◆ EXERCISE SET ◆
A - According to the passage about David Hughes, in what year was he elected Principal of Jesus College?
B - Write out the passage about David Hughes word for word from "- Rector of Llanddoged, Denbighshire" to "from North Wales.".

◆ PASSAGE PROVIDED ◆
--------------------
David Hughes (1753 - 7 March 1817) was a Welsh clergyman and academic, who served as Principal of Jesus College, Oxford.

Hughes was the son of John Hughes of Llanrwst, Denbighshire, and his wife Elizabeth. He was baptised in Llanrwst on 9 May 1753. He matriculated at Jesus College, Oxford in 1770, aged 16, graduating BA in 1773, MA in 1776, BD in 1783, DD in 1790. He became a Fellow of Jesus College in 1774.

In the church, Hughes held the following livings:
- Rector of Besselsleigh, Berkshire [now in Oxfordshire] (1783–1817)
- Rector of Llanddoged, Denbighshire (1783–89)
- Rector of Yelford, Oxfordshire (1789–1806)

Hughes was elected Principal of Jesus College in 1802. He also served as a University Examiner. He donated £105 to the college in 1809 to increase the value of scholarships for those entering the college from South Wales and England, to reduce the disparity with scholarships for those from North Wales.

Thomas Wynn, 1st Baron Newborough died in 1807. According to his will, his widow Maria Stella, when she remarried in 1810, forfeited the guardianship of their two young sons, Thomas and Spencer (later the 2nd and 3rd Barons Newborough), and Hughes was asked to be guardian. He wrote a record of a dispute with another guardian about the boys' education (he sent them to Rugby School). After Hughes' death, his widow cared for the boys, whose behaviour caused problems, at her home.
--------------------
◆ Point-per-instance localization data ◆
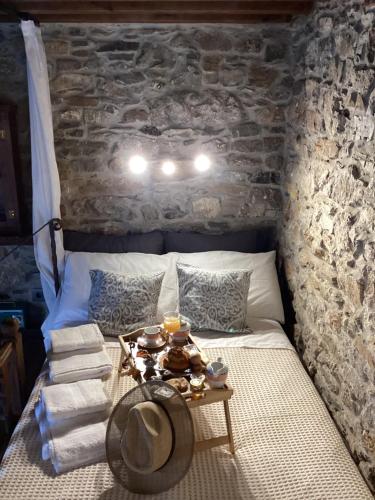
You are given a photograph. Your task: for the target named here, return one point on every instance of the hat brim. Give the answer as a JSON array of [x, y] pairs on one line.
[[181, 455]]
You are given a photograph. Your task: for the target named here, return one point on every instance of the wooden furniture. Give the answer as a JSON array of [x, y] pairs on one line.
[[10, 220], [10, 393], [10, 331], [210, 395]]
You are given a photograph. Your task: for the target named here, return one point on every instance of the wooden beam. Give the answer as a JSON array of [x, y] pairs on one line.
[[163, 11], [214, 6]]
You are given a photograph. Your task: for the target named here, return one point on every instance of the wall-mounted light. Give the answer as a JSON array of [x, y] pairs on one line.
[[202, 163], [137, 164], [168, 168]]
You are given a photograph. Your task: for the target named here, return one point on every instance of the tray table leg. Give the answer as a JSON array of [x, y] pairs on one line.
[[229, 427], [122, 355]]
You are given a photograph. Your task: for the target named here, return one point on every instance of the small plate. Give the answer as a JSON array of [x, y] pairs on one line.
[[142, 341]]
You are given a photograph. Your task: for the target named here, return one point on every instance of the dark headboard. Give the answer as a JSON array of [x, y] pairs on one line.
[[158, 242]]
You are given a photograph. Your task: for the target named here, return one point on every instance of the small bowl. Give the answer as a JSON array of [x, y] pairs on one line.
[[181, 335], [151, 338], [216, 381]]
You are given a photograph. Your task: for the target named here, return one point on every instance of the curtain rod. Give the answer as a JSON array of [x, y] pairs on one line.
[[12, 11]]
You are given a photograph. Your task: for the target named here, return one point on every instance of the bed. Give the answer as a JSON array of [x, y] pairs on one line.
[[287, 446]]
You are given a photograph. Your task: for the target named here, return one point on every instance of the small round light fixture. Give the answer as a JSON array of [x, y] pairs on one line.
[[168, 168], [202, 163], [137, 164]]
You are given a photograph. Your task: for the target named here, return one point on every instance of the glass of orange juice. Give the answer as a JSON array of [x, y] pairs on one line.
[[172, 321]]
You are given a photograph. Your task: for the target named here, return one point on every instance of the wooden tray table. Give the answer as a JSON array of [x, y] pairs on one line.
[[210, 395]]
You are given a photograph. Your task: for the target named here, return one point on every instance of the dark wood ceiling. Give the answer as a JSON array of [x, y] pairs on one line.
[[163, 11]]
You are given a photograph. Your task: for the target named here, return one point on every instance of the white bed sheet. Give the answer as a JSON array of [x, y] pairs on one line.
[[267, 334]]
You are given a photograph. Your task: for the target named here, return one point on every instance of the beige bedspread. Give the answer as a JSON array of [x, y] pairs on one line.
[[287, 446]]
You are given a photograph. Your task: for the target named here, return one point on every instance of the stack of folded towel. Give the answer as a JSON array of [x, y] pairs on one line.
[[78, 353], [72, 420]]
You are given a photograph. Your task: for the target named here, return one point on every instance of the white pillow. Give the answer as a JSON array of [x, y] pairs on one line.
[[72, 306], [264, 299]]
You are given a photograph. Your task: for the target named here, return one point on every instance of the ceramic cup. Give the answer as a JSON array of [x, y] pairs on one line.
[[182, 333], [217, 374]]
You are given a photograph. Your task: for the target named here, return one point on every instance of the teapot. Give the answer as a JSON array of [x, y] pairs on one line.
[[217, 373]]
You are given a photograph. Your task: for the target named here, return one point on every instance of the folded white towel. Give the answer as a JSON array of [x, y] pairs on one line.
[[63, 401], [74, 366], [76, 337], [70, 447]]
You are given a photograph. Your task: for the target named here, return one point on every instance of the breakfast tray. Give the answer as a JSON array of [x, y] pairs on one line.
[[128, 356]]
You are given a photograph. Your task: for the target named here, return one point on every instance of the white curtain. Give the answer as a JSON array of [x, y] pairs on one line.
[[45, 176]]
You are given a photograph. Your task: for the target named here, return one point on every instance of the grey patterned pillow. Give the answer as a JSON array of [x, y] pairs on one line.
[[119, 303], [214, 300]]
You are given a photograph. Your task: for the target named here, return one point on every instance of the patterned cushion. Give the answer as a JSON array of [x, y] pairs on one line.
[[119, 303], [214, 300]]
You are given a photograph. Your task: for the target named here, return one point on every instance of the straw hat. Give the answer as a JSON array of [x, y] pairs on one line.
[[150, 438]]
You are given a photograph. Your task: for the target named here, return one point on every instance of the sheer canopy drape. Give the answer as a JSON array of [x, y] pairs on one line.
[[45, 176]]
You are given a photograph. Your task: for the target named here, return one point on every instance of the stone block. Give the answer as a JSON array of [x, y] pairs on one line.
[[72, 115], [211, 62], [73, 82], [262, 76], [326, 149], [207, 207], [210, 41], [67, 65], [56, 47], [118, 46], [246, 129], [273, 144], [135, 115], [130, 78], [275, 52]]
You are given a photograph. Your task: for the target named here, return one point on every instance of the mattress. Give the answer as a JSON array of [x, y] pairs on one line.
[[287, 446]]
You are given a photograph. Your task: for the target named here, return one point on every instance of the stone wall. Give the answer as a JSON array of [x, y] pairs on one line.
[[13, 89], [329, 214], [168, 93]]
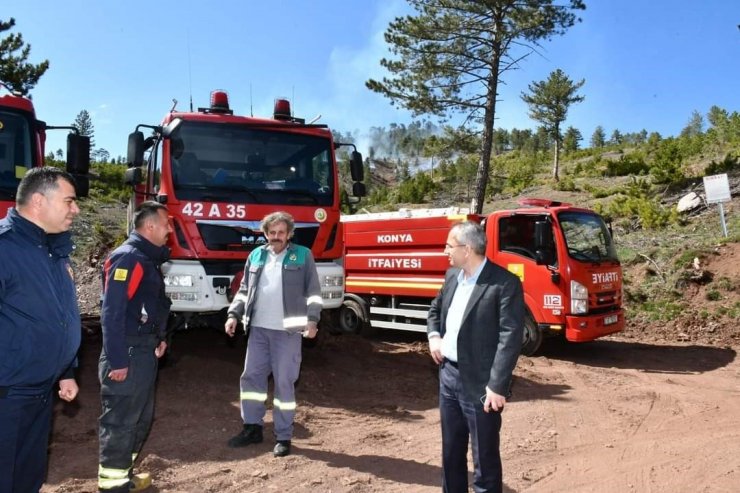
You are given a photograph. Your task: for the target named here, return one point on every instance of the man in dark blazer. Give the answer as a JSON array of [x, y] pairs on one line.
[[475, 330]]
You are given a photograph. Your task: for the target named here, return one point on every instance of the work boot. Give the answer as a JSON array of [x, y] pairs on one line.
[[140, 482], [250, 434], [282, 448]]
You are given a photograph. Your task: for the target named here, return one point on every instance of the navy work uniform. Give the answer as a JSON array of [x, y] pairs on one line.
[[134, 319], [39, 339]]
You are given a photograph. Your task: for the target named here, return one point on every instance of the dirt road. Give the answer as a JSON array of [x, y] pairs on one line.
[[609, 416]]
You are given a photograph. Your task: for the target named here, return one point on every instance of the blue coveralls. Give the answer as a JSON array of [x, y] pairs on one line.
[[134, 320], [39, 338]]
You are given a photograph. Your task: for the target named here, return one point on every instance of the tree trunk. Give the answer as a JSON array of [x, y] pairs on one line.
[[481, 179], [556, 162], [556, 159]]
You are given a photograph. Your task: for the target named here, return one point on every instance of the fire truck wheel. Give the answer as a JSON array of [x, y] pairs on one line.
[[352, 317], [532, 336]]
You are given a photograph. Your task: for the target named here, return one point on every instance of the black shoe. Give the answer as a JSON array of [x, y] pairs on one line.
[[282, 448], [250, 434]]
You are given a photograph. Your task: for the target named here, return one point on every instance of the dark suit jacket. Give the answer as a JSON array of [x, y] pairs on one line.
[[491, 332]]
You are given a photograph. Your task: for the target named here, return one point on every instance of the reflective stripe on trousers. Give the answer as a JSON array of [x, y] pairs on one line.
[[127, 412], [277, 352]]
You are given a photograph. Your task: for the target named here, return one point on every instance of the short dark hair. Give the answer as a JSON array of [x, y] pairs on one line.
[[278, 217], [145, 210], [40, 180], [472, 234]]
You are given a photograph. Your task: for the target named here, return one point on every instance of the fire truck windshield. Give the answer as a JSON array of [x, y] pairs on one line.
[[234, 163], [587, 237], [16, 150]]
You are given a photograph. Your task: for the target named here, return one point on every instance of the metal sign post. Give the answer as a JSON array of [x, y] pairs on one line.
[[717, 188]]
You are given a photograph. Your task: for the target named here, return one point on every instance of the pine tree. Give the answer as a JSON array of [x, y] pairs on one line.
[[84, 125], [598, 138], [450, 57], [548, 102], [17, 74]]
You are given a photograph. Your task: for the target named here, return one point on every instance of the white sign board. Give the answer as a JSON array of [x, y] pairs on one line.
[[717, 188]]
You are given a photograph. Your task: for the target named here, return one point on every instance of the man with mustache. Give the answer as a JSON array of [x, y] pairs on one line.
[[279, 300], [134, 320], [39, 322]]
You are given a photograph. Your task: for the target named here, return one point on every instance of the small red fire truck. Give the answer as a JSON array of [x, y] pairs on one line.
[[219, 174], [22, 140], [564, 255]]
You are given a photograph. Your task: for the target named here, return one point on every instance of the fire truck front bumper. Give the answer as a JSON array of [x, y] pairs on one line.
[[590, 327]]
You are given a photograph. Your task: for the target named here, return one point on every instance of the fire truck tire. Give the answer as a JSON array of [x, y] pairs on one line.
[[532, 336], [352, 317]]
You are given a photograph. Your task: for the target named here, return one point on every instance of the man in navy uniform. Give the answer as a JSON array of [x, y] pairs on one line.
[[134, 320], [39, 322]]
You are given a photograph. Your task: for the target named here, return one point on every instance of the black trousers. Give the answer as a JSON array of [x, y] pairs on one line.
[[25, 422], [464, 421], [127, 409]]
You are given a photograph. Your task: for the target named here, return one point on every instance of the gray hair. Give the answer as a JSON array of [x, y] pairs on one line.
[[278, 217], [472, 234]]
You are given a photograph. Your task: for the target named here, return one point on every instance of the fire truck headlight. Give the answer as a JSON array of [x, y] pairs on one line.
[[179, 280], [578, 298], [333, 281]]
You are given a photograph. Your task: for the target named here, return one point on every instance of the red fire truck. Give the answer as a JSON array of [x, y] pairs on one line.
[[564, 255], [219, 174], [22, 140]]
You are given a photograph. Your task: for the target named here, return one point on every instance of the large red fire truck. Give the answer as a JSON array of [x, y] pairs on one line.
[[22, 140], [564, 255], [219, 174]]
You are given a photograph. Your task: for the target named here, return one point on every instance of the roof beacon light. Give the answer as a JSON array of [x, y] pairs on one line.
[[219, 101], [282, 110]]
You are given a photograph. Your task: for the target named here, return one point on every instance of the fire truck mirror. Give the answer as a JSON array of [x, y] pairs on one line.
[[544, 243], [356, 168], [358, 189], [133, 176], [135, 156], [78, 154]]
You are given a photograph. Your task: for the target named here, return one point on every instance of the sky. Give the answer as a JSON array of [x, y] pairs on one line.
[[646, 64]]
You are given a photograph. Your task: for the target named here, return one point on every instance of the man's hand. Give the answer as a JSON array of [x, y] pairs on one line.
[[311, 330], [118, 375], [493, 401], [161, 349], [435, 349], [230, 326], [68, 389]]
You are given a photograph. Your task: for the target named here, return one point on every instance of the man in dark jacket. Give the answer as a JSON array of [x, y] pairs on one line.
[[39, 322], [134, 320], [475, 334]]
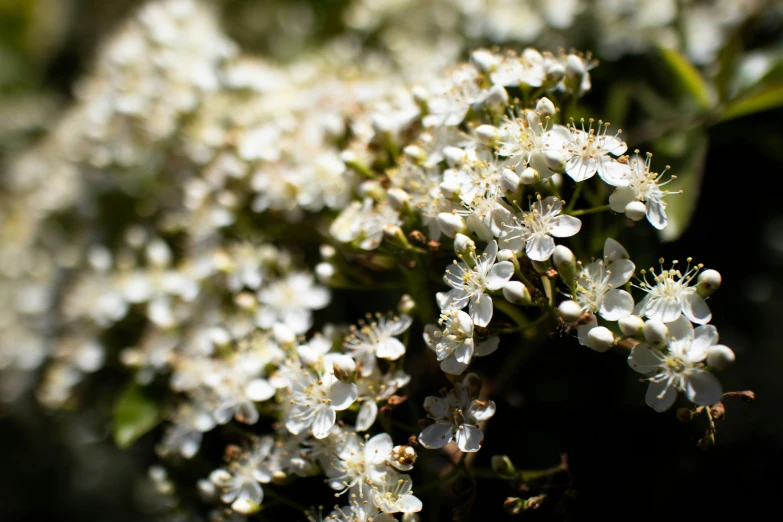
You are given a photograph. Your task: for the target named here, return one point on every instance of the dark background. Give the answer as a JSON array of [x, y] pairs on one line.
[[624, 459]]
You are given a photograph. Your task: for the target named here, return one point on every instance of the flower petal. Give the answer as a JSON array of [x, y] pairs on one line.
[[469, 438], [481, 310], [540, 247], [499, 275], [703, 388], [436, 436], [695, 308], [342, 394], [660, 396], [616, 304], [565, 226]]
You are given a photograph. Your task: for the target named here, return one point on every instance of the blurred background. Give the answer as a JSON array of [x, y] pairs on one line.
[[700, 83]]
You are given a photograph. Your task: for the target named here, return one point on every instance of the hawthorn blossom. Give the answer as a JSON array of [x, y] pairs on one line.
[[457, 416], [670, 294], [453, 343], [533, 230], [678, 366], [359, 463], [377, 339], [469, 282], [315, 400], [598, 284], [643, 186], [587, 151], [291, 300]]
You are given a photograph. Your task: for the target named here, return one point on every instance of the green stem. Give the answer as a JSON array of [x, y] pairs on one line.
[[590, 210]]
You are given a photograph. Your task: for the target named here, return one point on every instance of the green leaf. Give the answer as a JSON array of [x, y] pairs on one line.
[[680, 207], [769, 97], [689, 78], [135, 413]]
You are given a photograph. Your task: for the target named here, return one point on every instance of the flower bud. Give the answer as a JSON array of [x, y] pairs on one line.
[[720, 357], [406, 304], [403, 458], [631, 325], [570, 311], [451, 224], [455, 156], [506, 255], [397, 198], [635, 210], [463, 245], [344, 366], [502, 465], [483, 60], [473, 383], [325, 272], [529, 176], [565, 262], [545, 107], [655, 332], [708, 282], [600, 338], [517, 293], [509, 181], [487, 134], [554, 160], [496, 96], [415, 153]]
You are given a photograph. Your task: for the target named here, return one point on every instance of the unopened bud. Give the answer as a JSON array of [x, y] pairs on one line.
[[514, 505], [406, 304], [635, 210], [517, 293], [720, 357], [529, 176], [600, 338], [509, 181], [655, 332], [463, 245], [397, 198], [487, 134], [631, 325], [344, 366], [451, 224], [496, 96], [325, 272], [565, 262], [483, 60], [554, 160], [570, 311], [545, 107], [708, 282], [473, 383], [684, 415], [403, 458]]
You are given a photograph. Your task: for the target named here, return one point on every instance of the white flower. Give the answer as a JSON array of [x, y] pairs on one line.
[[643, 186], [453, 342], [533, 230], [469, 283], [587, 151], [598, 285], [670, 295], [360, 463], [376, 339], [393, 494], [316, 399], [239, 483], [679, 366], [456, 416], [290, 300]]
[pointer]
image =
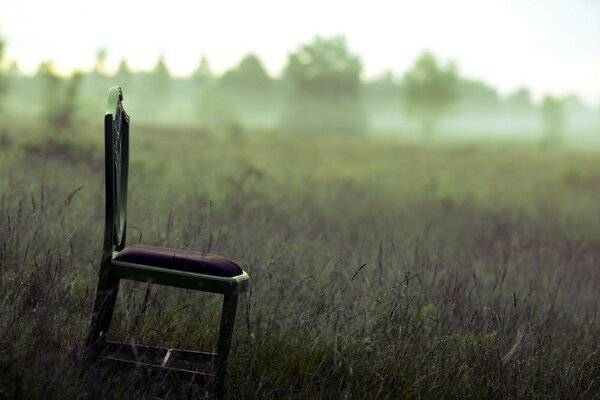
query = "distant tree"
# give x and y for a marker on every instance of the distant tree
(155, 90)
(123, 74)
(520, 101)
(203, 75)
(249, 76)
(324, 83)
(382, 93)
(3, 80)
(429, 90)
(478, 96)
(100, 64)
(59, 97)
(552, 112)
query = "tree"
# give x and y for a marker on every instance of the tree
(552, 112)
(478, 96)
(519, 101)
(203, 75)
(3, 81)
(100, 64)
(249, 76)
(60, 96)
(429, 90)
(323, 77)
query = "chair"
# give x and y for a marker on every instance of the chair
(178, 268)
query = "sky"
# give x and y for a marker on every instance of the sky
(550, 46)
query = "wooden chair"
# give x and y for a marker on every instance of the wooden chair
(171, 267)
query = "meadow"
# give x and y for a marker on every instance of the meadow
(380, 269)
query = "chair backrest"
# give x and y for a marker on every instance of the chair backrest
(116, 167)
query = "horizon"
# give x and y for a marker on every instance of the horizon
(550, 47)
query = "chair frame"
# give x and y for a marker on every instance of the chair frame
(116, 145)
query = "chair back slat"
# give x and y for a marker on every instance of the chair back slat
(116, 159)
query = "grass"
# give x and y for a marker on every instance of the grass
(380, 269)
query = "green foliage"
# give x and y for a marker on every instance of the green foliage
(324, 82)
(203, 75)
(477, 96)
(365, 284)
(249, 76)
(3, 81)
(60, 98)
(429, 90)
(100, 64)
(554, 119)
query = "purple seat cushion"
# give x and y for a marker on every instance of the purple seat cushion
(182, 260)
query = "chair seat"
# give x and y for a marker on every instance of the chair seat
(181, 260)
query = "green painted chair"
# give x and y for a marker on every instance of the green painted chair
(171, 267)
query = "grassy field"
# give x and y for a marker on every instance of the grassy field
(380, 269)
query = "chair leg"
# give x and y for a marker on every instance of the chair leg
(106, 297)
(225, 334)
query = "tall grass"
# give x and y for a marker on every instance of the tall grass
(378, 269)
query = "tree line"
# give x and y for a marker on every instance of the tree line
(321, 91)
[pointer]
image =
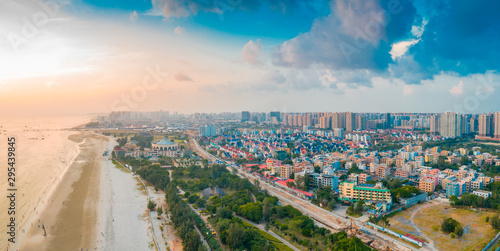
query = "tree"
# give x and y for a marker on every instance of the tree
(449, 225)
(193, 198)
(495, 222)
(151, 205)
(201, 202)
(459, 231)
(235, 235)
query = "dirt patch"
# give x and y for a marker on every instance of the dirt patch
(426, 226)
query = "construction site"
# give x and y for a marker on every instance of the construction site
(423, 221)
(322, 217)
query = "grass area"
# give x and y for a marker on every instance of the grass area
(280, 245)
(401, 240)
(477, 232)
(354, 215)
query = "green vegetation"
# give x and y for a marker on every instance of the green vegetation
(285, 220)
(143, 141)
(122, 141)
(325, 197)
(383, 221)
(184, 220)
(495, 222)
(155, 175)
(450, 225)
(356, 209)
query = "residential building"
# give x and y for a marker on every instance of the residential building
(286, 171)
(382, 171)
(485, 122)
(427, 185)
(434, 124)
(352, 192)
(245, 116)
(484, 194)
(408, 202)
(450, 125)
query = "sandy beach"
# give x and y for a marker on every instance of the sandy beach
(123, 221)
(67, 186)
(43, 155)
(70, 217)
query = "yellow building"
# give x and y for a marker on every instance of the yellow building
(352, 191)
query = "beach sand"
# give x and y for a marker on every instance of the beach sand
(43, 155)
(123, 220)
(70, 217)
(78, 195)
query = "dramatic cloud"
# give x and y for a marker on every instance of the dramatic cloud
(133, 16)
(460, 37)
(357, 35)
(251, 52)
(407, 90)
(184, 8)
(182, 77)
(179, 30)
(275, 77)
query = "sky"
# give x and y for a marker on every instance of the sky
(67, 57)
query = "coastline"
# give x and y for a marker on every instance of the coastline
(71, 217)
(43, 156)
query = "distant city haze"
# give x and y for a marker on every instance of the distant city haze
(101, 56)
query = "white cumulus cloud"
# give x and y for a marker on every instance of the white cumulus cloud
(251, 52)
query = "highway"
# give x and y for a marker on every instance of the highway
(325, 218)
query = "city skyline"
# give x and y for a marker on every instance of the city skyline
(189, 56)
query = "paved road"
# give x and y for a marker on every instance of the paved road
(326, 218)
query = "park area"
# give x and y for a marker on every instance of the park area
(423, 222)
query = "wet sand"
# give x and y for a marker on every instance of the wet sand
(71, 216)
(43, 155)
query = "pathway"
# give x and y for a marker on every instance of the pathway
(269, 232)
(412, 223)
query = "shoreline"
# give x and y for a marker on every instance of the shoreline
(42, 202)
(71, 216)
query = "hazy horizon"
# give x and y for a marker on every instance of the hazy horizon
(70, 57)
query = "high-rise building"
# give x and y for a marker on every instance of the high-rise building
(275, 115)
(361, 122)
(208, 130)
(473, 124)
(245, 116)
(350, 121)
(451, 125)
(434, 124)
(497, 125)
(465, 124)
(485, 128)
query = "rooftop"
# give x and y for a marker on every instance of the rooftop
--------------------
◆ EXPECTED RESULTS ◆
A - 1802

B -
- Rector of Llanddoged, Denbighshire (1783–89)
- Rector of Yelford, Oxfordshire (1789–1806)

Hughes was elected Principal of Jesus College in 1802. He also served as a University Examiner. He donated £105 to the college in 1809 to increase the value of scholarships for those entering the college from South Wales and England, to reduce the disparity with scholarships for those from North Wales.